Activity: Every line below that holds the string "white" should be copied out.

====== Raw data ======

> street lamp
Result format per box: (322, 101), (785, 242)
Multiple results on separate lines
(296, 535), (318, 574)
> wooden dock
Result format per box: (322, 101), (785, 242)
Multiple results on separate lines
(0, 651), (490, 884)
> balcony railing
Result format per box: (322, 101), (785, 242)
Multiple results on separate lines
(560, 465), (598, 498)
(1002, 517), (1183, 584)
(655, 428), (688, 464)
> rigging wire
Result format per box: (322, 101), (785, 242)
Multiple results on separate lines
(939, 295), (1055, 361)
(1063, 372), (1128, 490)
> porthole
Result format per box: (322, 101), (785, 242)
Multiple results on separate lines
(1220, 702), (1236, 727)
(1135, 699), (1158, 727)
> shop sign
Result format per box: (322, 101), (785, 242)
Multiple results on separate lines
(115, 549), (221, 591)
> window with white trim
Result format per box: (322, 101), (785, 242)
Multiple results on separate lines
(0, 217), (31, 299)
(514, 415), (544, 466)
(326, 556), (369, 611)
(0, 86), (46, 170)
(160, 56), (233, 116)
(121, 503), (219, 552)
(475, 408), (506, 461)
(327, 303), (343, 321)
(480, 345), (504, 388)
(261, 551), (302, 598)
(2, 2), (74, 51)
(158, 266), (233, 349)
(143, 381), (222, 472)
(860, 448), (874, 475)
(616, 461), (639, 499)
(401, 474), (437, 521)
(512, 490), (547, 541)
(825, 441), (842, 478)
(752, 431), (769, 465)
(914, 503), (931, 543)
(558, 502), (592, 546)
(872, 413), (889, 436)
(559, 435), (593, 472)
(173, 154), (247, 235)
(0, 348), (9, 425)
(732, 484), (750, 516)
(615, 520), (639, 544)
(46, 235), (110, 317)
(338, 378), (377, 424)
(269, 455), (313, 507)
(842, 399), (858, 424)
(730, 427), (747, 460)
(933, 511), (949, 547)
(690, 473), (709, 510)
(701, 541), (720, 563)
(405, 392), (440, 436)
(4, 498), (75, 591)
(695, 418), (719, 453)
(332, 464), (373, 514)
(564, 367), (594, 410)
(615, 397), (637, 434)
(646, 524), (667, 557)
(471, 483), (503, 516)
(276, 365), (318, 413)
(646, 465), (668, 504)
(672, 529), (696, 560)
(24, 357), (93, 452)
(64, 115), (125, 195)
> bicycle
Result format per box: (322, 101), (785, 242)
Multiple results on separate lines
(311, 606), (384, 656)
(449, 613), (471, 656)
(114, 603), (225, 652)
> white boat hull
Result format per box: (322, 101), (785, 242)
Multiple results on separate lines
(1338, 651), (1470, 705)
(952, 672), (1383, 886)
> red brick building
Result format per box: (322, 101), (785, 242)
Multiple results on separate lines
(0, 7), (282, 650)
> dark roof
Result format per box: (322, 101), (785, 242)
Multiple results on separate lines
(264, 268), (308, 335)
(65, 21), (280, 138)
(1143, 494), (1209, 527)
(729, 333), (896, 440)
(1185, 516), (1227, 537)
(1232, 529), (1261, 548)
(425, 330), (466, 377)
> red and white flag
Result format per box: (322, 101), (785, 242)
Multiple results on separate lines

======

Exercise response:
> window with white trim
> white boat hull
> red and white flag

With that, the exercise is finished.